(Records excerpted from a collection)
------------------------------------------------------------------------

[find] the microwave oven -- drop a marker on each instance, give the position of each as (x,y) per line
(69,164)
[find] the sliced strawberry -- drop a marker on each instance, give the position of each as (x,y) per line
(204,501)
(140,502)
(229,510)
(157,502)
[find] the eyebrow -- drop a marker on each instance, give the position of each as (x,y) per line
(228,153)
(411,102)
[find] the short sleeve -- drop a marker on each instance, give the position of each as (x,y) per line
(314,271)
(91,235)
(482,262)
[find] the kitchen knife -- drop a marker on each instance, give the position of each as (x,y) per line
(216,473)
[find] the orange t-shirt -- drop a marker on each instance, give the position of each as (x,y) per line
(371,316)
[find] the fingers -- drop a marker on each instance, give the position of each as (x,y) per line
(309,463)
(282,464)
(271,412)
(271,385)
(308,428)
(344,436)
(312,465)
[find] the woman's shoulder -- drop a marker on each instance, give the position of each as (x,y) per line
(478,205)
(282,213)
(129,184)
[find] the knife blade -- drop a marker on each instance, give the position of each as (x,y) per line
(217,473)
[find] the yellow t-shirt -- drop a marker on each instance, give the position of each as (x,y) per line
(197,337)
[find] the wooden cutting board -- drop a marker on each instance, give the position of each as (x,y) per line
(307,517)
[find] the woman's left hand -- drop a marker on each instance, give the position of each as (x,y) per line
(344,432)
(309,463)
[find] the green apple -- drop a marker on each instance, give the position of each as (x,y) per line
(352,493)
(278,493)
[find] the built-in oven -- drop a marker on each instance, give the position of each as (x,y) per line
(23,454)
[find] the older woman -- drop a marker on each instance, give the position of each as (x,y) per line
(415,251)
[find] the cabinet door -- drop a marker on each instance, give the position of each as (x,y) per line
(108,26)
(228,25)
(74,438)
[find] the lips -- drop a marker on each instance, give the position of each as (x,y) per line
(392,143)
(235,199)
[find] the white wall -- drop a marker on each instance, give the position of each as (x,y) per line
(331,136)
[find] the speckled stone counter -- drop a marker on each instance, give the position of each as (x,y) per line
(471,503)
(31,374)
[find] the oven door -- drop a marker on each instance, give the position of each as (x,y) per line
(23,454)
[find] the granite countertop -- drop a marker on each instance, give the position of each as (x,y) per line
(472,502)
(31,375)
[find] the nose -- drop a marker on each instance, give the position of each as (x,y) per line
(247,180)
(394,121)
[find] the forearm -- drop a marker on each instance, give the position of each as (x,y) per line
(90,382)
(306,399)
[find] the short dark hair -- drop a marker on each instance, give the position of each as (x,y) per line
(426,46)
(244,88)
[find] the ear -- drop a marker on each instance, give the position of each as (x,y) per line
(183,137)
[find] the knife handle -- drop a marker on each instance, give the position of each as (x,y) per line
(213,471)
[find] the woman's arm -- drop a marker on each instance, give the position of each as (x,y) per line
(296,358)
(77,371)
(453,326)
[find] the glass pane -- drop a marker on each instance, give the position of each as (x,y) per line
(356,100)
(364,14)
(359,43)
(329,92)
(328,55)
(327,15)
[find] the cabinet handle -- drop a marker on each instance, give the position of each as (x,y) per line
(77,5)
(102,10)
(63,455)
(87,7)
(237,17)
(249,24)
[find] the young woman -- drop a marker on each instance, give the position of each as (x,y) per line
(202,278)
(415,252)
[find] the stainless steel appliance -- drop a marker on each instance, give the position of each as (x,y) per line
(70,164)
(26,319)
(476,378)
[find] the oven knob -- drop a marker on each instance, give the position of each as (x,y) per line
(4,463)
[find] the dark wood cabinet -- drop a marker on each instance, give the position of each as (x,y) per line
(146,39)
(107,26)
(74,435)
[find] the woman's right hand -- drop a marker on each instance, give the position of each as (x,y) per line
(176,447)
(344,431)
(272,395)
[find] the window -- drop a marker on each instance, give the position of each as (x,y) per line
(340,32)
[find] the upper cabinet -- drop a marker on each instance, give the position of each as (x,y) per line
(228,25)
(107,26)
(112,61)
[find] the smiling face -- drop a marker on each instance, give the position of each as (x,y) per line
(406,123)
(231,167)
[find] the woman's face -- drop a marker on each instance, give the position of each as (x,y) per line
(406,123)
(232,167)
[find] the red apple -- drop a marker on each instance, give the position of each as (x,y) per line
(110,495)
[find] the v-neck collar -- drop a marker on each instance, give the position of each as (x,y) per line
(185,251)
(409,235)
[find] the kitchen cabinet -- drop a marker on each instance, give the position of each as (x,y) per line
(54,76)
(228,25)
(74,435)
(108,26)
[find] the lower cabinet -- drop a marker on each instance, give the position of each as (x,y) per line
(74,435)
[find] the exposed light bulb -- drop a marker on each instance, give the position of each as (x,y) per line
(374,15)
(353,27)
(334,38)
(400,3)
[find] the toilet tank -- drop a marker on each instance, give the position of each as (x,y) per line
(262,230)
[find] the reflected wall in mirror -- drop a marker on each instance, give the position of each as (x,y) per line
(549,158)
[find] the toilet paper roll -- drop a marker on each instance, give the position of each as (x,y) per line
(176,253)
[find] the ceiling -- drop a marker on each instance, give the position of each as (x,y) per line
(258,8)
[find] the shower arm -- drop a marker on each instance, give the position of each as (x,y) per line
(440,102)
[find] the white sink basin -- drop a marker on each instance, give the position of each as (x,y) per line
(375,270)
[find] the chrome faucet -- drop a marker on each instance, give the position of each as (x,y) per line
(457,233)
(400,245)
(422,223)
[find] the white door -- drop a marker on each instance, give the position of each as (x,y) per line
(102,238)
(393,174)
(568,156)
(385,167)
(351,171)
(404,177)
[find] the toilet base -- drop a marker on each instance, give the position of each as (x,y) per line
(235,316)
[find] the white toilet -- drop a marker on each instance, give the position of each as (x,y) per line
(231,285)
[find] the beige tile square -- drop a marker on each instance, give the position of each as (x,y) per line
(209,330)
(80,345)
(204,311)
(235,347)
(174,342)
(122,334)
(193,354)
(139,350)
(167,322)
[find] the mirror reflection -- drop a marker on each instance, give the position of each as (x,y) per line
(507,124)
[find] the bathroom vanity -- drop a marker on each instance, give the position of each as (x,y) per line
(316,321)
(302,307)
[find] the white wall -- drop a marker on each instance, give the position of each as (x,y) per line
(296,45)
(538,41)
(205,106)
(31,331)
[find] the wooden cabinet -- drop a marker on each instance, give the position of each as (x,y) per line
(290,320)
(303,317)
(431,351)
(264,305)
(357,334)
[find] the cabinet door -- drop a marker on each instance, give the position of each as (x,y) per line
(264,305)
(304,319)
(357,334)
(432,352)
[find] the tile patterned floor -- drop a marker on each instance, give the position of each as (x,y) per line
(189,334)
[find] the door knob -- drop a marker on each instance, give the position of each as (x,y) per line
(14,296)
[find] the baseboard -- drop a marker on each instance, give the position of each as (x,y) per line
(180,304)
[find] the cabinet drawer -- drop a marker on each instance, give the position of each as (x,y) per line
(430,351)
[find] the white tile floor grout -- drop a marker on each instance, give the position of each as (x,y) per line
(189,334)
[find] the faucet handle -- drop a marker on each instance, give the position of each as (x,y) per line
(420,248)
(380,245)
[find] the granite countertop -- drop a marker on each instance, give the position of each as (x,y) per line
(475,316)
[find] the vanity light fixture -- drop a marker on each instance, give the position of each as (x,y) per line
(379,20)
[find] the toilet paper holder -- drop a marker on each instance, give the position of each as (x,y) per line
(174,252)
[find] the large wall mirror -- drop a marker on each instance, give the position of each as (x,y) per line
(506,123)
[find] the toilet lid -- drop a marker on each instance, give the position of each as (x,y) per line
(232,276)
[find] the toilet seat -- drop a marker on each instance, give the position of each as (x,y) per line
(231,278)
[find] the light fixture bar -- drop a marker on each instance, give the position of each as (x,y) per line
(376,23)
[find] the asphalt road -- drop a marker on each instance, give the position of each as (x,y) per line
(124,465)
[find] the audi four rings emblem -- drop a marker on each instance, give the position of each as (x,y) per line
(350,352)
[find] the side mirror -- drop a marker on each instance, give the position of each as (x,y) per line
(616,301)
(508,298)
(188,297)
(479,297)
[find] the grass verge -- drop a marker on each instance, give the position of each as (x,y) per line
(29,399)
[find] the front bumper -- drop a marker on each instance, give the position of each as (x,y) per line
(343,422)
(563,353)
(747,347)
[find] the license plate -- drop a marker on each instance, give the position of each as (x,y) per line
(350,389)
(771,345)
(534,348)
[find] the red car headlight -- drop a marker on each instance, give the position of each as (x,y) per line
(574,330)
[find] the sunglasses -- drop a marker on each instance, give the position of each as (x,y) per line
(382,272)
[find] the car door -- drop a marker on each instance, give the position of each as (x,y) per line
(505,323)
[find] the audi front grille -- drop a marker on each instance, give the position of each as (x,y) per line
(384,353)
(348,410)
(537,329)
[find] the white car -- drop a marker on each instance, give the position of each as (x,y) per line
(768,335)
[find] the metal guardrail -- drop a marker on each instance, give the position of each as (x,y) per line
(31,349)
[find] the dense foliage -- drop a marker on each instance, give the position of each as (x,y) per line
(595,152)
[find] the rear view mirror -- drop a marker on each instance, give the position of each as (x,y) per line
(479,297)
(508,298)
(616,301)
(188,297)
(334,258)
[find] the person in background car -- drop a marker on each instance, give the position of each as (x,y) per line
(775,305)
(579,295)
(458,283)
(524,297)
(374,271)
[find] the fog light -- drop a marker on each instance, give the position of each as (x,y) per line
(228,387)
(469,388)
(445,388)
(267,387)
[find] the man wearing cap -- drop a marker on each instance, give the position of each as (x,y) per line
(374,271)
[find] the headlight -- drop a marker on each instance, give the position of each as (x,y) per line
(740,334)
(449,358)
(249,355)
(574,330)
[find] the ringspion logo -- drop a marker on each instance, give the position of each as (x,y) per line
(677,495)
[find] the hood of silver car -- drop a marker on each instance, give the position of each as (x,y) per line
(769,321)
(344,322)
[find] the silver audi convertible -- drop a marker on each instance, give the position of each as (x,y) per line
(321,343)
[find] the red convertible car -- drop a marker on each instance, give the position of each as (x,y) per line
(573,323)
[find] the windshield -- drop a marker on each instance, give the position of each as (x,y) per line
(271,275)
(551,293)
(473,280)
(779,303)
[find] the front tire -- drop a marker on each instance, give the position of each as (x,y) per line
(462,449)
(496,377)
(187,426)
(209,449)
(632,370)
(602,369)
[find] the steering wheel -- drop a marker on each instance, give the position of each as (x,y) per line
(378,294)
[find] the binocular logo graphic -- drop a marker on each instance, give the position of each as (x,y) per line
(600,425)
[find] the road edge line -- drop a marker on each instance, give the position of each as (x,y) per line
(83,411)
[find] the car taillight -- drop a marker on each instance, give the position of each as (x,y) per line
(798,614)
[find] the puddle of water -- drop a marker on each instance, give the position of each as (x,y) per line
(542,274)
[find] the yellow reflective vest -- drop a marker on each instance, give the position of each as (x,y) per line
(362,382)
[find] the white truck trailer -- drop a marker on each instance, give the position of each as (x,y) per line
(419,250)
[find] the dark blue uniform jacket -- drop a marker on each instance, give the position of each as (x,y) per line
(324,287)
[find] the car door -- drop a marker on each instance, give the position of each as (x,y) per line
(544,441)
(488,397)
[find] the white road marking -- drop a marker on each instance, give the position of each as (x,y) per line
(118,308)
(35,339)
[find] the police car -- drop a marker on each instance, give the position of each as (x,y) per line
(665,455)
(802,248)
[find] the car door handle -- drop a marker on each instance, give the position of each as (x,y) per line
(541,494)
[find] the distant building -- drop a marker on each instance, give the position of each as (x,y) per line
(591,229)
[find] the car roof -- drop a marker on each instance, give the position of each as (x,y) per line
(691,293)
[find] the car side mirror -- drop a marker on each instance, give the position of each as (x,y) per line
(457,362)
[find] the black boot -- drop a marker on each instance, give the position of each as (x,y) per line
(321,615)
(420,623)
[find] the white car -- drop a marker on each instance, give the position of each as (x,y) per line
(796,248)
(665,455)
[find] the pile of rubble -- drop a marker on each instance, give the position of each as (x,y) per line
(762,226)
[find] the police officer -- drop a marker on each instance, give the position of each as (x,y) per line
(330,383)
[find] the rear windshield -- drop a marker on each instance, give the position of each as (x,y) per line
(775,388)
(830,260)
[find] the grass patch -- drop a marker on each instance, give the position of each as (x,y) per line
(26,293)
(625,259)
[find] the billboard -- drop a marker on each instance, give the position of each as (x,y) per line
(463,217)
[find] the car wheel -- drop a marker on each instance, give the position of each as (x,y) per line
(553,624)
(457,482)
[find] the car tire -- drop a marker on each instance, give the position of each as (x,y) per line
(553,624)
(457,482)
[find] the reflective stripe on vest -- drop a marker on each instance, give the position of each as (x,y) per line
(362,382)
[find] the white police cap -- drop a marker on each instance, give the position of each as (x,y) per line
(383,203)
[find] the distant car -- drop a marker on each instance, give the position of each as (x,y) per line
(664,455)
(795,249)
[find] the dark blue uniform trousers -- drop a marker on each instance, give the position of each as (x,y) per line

------------------------------------------------------------------------

→ Directive
Give back exactly the lines running from the line containing "[find] the car tire" through the end of the material above, both included, and nothing beyond them.

→ Written reply
[find] the car tire -- drop a marker on each instance, give the position of each as (x,y) per line
(553,624)
(457,482)
[find] the reflective stripe on vest -- drop a marker on each instance, give the position of each as (x,y) per line
(362,382)
[find] the white police cap -- drop a marker on each instance, give the position of each as (x,y) per line
(383,203)
[find] the distant car -- drop a marker on each instance, give the position of each as (x,y) per line
(664,455)
(795,249)
[find] the dark blue uniform trousers -- drop a marker on each instance, give the position of each as (x,y) per line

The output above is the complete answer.